They have a Contrast problem.
They’re saying things that sound good.
But they sound the same.
No matter how polished your ad is, if the customer can’t feel a difference, they won’t move.
Because humans don’t act without Contrast.
Contrast is the tension between what’s familiar and what’s possible.
It’s the gap between what they’re doing now and what they could be doing.
It’s also the reason most brands never scale.
They never define the gap.
They never own the edge.
They talk about benefits.
They talk about quality.
They talk about features.
But they don’t talk about the alternative.
They don’t name what they’re replacing.
If you’re not willing to name what you’re against, the customer can’t tell what you’re for.
And if they can’t feel what you’re for, they won’t believe you can help them.
So they scroll.
They shrug.
They move on.
The truth is, most marketing lives in a fog.
Good Contrast slices through it.
You don’t need to scream.
You don’t need to provoke.
You don’t need to shock.
You just need to show them a different version of the world.
One that makes the current version feel small, outdated, or incomplete.
You need to say:
You thought this was the way.

### Work item
How does the excerpt on marketing contrast define Contrast? The items that follow have nothing to do with the excerpt on marketing contrast.

### Data extracts
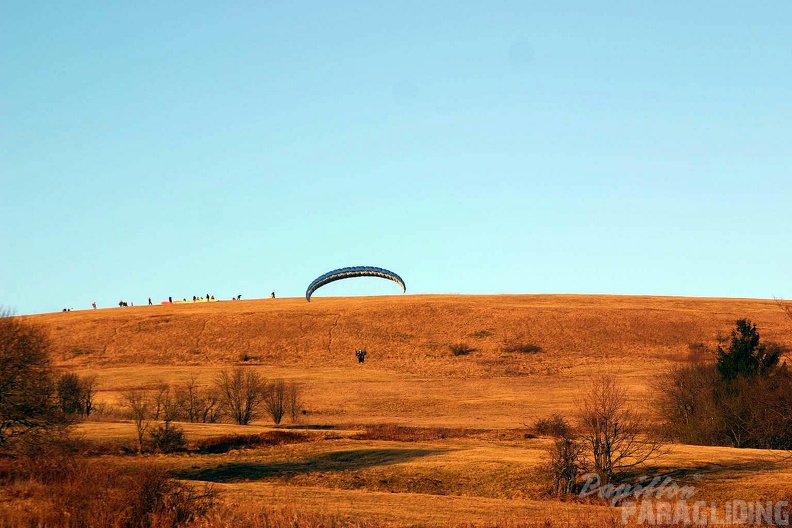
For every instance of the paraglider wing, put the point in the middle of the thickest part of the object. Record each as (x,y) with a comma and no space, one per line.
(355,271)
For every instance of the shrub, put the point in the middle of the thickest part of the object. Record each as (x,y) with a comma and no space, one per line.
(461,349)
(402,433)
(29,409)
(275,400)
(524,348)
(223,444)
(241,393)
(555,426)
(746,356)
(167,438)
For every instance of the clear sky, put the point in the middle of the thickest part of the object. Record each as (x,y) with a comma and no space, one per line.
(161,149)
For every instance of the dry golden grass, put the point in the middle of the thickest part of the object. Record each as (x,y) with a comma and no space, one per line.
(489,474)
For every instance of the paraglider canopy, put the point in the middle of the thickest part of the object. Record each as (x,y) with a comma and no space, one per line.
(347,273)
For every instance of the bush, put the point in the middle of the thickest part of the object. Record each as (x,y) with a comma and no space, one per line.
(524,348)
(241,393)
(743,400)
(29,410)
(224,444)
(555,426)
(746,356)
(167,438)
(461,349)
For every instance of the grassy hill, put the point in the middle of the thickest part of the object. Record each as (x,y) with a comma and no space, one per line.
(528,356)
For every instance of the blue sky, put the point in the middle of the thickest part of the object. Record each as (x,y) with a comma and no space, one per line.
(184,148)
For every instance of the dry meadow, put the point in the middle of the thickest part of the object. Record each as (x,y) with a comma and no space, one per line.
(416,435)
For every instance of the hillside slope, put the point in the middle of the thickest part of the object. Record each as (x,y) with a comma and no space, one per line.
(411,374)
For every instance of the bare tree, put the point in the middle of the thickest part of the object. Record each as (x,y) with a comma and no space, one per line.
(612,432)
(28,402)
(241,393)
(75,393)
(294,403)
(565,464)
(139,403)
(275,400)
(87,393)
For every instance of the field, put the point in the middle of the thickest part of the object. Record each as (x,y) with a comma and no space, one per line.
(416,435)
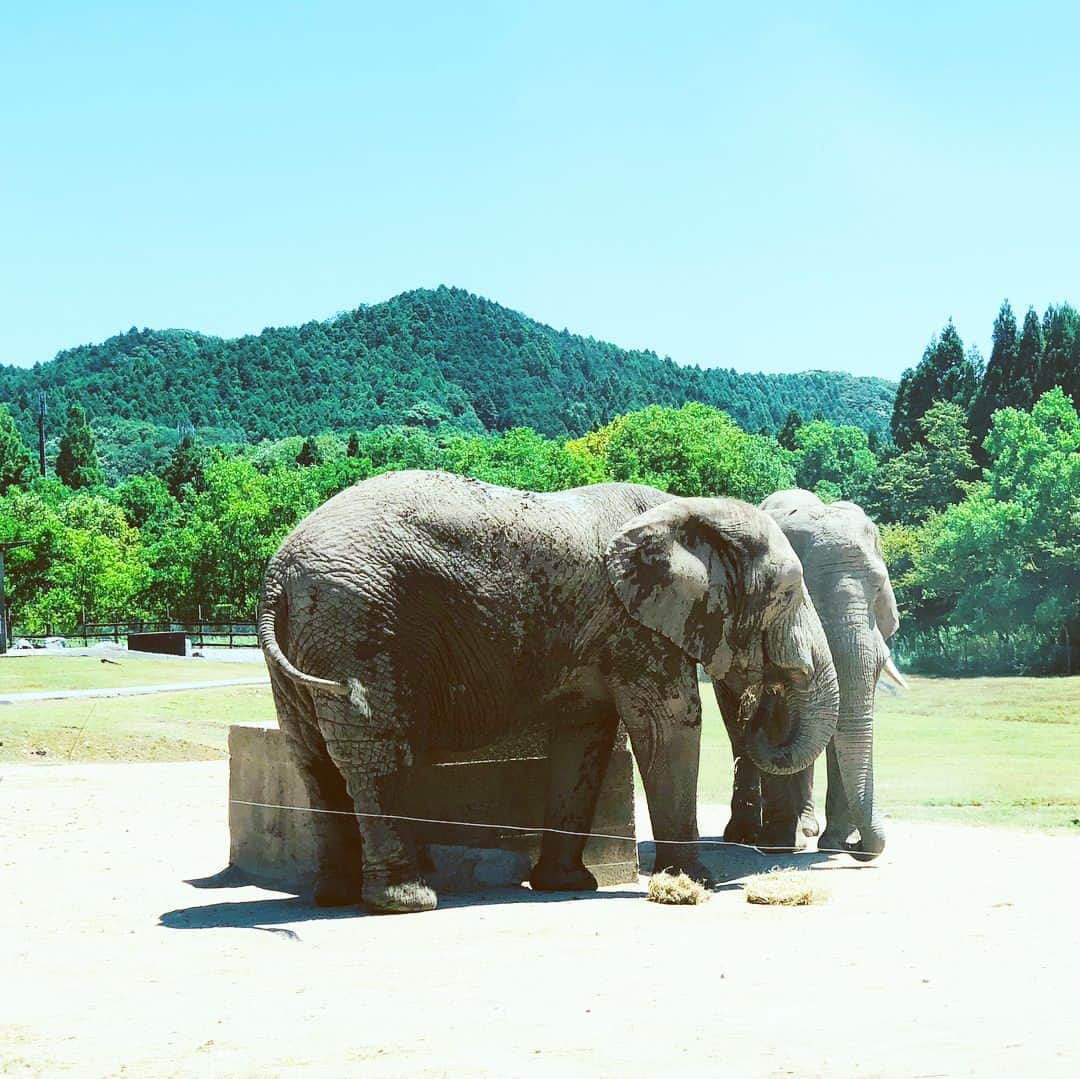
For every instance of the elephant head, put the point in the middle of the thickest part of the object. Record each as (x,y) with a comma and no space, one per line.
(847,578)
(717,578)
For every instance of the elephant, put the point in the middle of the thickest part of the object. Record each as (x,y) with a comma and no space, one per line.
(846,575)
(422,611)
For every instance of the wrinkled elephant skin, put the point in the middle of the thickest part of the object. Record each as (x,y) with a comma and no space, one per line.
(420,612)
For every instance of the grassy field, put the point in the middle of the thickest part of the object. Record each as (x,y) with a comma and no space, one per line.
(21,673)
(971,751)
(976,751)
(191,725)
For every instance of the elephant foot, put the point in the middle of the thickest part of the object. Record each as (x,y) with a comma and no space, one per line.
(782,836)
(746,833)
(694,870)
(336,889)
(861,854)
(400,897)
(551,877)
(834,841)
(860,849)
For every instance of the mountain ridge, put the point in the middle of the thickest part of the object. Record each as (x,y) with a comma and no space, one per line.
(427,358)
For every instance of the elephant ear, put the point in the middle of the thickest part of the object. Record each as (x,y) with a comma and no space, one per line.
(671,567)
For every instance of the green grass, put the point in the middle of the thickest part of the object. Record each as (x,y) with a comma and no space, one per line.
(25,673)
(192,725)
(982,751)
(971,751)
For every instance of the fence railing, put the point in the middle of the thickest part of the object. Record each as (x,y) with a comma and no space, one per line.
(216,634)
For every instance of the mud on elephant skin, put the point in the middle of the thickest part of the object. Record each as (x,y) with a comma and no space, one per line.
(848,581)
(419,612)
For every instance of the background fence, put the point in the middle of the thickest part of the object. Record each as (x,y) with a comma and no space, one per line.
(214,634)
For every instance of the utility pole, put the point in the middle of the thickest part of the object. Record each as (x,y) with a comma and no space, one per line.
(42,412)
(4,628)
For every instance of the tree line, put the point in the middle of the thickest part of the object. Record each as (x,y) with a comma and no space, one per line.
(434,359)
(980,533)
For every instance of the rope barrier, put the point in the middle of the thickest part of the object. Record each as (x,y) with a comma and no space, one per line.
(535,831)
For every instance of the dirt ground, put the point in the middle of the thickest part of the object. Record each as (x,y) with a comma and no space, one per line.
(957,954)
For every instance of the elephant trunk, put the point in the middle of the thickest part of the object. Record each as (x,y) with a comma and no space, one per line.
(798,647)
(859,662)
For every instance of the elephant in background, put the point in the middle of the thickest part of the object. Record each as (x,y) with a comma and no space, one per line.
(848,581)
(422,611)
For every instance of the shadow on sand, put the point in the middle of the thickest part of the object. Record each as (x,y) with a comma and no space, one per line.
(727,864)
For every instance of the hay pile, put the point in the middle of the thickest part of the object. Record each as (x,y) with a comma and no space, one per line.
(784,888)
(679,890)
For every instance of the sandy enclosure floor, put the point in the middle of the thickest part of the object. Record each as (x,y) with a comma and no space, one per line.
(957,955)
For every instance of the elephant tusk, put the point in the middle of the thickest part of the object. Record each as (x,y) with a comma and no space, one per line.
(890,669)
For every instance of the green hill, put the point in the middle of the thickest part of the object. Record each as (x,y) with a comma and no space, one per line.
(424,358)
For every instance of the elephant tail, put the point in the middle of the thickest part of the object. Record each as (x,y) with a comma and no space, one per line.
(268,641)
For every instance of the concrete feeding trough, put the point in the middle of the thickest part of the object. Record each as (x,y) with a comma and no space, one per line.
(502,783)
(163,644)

--

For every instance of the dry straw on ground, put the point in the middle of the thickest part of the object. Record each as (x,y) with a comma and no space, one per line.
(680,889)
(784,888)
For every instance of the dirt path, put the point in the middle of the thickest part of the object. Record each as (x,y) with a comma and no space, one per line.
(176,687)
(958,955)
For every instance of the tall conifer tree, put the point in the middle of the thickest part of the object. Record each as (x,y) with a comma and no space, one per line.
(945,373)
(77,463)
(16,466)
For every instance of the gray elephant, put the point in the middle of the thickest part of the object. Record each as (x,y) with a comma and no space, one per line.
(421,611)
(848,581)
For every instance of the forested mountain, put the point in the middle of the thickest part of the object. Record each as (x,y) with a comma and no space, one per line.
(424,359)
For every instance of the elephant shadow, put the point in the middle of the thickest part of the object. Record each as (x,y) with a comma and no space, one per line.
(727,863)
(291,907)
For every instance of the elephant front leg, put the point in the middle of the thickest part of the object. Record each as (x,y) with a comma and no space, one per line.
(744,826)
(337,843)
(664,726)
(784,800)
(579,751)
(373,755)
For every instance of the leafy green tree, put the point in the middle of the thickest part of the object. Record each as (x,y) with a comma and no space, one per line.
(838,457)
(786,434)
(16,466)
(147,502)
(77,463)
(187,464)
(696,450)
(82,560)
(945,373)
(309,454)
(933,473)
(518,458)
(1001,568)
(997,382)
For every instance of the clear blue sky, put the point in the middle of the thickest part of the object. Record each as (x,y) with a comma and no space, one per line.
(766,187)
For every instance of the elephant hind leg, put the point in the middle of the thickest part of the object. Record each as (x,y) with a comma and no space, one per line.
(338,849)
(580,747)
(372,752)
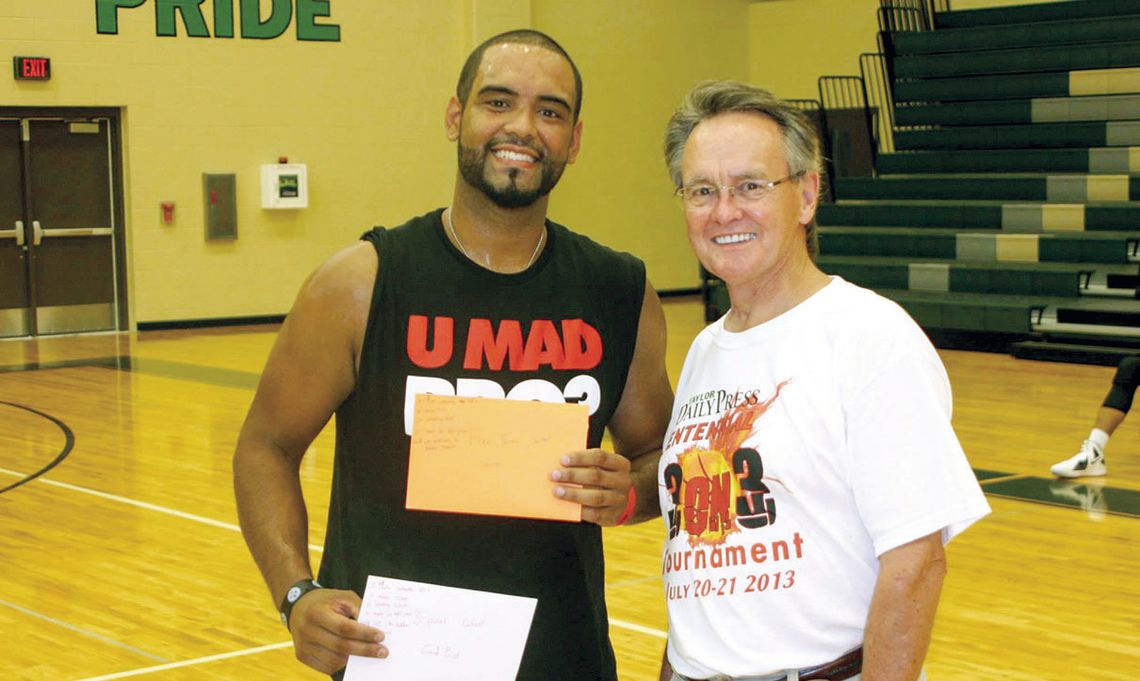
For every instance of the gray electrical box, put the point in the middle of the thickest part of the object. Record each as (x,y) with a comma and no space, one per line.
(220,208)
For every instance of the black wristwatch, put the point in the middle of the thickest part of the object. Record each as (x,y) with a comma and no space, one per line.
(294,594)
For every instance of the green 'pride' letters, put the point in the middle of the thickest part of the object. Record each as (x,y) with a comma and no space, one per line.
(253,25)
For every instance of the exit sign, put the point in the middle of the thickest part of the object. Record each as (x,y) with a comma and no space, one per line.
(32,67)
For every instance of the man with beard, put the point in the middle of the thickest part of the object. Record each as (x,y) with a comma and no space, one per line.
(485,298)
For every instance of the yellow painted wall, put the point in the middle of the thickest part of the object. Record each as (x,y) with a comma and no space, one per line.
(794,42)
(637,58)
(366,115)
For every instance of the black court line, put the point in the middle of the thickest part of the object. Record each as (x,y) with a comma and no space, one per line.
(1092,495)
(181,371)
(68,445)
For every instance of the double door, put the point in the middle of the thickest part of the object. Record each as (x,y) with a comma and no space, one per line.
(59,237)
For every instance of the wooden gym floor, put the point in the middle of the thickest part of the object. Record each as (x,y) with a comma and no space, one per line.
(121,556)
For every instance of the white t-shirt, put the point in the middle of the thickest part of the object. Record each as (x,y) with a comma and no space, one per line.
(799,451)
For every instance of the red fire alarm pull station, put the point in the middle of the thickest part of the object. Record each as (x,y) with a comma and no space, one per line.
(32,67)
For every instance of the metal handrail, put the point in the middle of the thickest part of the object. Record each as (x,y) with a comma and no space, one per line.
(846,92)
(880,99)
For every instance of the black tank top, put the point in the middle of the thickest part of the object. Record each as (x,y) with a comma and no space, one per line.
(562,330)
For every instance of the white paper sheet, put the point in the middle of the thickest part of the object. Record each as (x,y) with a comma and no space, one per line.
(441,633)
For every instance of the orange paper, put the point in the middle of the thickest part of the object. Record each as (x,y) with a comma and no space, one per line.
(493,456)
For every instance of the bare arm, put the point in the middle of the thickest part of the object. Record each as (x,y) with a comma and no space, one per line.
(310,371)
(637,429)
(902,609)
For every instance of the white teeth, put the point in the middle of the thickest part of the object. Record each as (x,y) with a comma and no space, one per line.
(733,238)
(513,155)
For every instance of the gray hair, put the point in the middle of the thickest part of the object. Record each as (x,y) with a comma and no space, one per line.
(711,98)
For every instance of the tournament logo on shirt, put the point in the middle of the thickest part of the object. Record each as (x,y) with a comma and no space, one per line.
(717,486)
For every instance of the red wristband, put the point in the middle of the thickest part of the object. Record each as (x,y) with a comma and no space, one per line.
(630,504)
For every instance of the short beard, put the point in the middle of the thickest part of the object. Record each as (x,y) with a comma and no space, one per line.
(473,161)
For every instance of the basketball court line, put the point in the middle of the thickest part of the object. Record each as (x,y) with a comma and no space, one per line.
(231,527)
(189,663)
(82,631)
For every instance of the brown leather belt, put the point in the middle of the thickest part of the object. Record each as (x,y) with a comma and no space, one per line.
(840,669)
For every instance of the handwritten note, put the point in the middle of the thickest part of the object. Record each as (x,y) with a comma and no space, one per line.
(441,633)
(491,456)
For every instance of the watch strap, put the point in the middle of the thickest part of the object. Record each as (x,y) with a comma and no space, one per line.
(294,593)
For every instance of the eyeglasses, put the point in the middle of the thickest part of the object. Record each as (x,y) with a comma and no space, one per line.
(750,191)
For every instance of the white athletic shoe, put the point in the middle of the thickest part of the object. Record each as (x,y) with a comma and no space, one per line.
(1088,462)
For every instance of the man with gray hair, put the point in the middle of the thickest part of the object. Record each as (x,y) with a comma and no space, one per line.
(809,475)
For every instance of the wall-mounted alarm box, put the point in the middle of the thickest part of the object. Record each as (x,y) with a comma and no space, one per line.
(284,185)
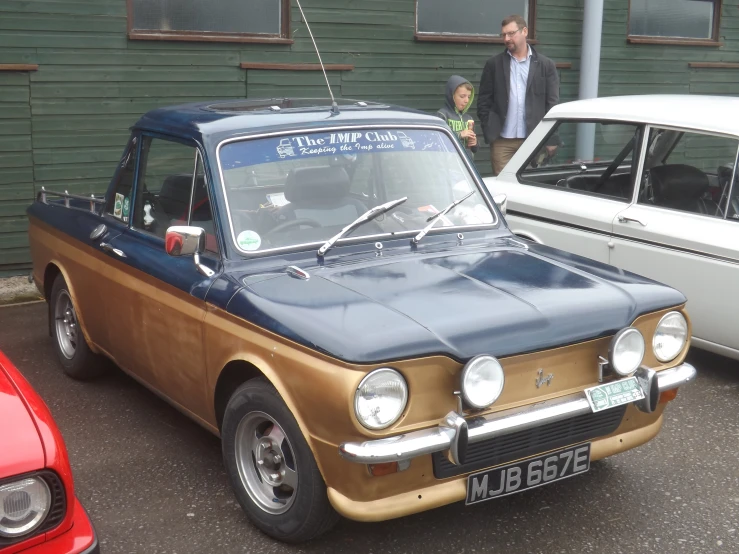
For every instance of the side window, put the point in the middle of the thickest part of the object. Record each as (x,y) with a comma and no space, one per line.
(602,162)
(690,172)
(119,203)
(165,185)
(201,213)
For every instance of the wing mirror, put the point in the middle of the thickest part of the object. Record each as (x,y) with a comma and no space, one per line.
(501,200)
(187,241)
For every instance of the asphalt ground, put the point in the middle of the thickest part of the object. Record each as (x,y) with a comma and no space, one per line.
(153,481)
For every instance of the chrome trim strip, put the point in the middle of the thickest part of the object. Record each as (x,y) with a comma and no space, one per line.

--

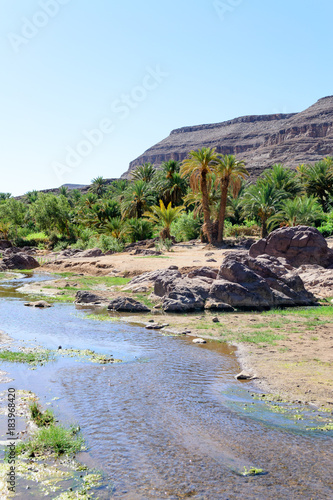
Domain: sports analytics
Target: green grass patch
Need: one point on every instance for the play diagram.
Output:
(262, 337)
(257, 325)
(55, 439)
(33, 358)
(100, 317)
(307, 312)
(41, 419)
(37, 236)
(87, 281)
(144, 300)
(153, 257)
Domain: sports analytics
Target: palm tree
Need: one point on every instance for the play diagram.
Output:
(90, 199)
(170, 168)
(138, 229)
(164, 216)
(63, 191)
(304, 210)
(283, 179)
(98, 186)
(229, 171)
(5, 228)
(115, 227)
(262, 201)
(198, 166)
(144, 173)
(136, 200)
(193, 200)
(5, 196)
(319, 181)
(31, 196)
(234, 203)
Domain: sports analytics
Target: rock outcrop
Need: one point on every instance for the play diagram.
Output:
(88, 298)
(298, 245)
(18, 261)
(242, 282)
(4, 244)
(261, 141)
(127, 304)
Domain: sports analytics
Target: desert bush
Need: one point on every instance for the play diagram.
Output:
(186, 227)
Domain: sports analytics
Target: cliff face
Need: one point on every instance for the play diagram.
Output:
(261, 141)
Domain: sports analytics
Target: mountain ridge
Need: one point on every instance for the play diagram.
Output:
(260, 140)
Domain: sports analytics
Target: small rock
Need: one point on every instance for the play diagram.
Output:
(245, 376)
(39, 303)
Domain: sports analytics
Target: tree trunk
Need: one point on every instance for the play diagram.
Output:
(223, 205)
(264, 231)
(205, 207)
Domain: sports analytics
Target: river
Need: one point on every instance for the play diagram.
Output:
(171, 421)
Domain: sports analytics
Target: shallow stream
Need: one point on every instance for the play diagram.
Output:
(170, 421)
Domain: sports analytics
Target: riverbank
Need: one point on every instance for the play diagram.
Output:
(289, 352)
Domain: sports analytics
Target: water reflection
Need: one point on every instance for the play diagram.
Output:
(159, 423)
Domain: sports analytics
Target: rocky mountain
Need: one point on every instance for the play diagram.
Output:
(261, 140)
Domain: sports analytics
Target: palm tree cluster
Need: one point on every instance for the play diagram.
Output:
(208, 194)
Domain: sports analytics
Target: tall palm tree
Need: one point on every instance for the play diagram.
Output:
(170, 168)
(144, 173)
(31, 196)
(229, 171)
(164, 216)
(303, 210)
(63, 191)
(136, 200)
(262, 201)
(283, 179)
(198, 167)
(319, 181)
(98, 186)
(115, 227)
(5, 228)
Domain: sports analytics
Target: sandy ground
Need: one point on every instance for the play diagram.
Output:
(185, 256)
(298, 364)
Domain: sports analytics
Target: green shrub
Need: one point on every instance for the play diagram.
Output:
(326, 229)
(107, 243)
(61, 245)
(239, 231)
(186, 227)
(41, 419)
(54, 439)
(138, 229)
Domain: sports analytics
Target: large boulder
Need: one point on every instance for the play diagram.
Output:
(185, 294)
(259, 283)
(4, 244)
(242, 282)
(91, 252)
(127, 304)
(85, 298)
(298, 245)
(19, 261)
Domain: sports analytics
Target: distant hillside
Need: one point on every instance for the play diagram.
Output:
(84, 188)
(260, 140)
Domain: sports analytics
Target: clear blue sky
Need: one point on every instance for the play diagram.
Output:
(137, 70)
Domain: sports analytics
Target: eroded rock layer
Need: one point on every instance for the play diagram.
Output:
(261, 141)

### Solution
Contrast is the tension between what's familiar and what's possible.